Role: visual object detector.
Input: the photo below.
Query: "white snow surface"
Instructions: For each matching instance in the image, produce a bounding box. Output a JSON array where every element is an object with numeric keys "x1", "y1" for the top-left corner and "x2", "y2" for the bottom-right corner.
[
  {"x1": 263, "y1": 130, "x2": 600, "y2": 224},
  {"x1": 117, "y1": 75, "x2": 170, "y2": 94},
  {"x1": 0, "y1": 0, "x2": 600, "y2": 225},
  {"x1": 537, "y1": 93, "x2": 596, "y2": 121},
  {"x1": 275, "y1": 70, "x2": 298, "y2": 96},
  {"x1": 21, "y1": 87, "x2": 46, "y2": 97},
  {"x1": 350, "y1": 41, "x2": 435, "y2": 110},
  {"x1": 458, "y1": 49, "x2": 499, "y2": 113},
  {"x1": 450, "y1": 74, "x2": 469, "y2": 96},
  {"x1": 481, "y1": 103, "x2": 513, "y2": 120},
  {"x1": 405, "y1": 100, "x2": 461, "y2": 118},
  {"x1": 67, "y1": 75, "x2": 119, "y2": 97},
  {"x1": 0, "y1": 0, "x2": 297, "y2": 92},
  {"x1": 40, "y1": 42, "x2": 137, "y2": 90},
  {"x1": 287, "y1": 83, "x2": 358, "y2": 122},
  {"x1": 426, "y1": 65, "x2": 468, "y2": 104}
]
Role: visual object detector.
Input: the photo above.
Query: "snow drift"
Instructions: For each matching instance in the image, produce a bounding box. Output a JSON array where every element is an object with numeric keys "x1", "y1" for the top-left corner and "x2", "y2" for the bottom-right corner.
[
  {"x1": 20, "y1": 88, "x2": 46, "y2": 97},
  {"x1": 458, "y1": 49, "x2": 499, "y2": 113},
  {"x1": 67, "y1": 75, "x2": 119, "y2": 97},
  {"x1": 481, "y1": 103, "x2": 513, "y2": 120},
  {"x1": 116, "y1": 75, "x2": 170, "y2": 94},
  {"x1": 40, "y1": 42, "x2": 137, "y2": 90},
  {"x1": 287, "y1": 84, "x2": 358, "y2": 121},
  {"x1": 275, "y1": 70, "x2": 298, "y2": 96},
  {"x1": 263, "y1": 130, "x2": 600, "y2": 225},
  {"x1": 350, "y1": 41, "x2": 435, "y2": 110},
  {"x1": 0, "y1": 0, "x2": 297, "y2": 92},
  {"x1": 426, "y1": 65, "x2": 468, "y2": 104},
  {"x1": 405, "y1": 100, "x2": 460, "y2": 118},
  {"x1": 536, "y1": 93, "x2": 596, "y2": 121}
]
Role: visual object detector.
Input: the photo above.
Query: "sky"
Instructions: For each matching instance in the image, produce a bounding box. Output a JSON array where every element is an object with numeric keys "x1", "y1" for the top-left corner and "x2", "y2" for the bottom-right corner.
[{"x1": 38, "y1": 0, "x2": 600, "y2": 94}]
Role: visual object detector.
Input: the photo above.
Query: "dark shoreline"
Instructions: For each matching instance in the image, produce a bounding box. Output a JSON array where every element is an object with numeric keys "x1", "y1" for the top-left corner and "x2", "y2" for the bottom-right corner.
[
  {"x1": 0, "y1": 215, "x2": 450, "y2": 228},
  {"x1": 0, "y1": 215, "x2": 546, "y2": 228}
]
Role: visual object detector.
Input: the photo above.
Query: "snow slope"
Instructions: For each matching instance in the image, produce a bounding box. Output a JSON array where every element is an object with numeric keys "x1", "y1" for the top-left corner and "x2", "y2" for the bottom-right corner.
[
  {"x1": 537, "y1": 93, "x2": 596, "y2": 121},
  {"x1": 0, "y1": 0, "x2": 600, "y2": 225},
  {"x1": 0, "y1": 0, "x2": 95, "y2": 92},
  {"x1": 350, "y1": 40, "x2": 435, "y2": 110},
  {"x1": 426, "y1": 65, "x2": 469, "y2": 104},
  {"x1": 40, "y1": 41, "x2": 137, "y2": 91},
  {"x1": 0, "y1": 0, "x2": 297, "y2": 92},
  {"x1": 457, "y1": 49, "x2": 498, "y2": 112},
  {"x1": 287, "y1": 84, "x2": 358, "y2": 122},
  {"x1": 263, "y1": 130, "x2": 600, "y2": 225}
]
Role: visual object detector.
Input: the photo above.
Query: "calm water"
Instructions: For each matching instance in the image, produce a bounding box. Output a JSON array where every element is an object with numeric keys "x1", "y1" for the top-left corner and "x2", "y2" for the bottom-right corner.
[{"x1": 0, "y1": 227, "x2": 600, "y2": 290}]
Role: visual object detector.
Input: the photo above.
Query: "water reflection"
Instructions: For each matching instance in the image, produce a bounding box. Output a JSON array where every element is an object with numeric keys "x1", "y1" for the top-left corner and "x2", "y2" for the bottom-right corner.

+===+

* _Exercise instructions_
From the listing above, pick out every line that contains the string "water" and copy those lines unchanged.

* _Solution for this exercise_
Query: "calm water"
Query: "water reflection"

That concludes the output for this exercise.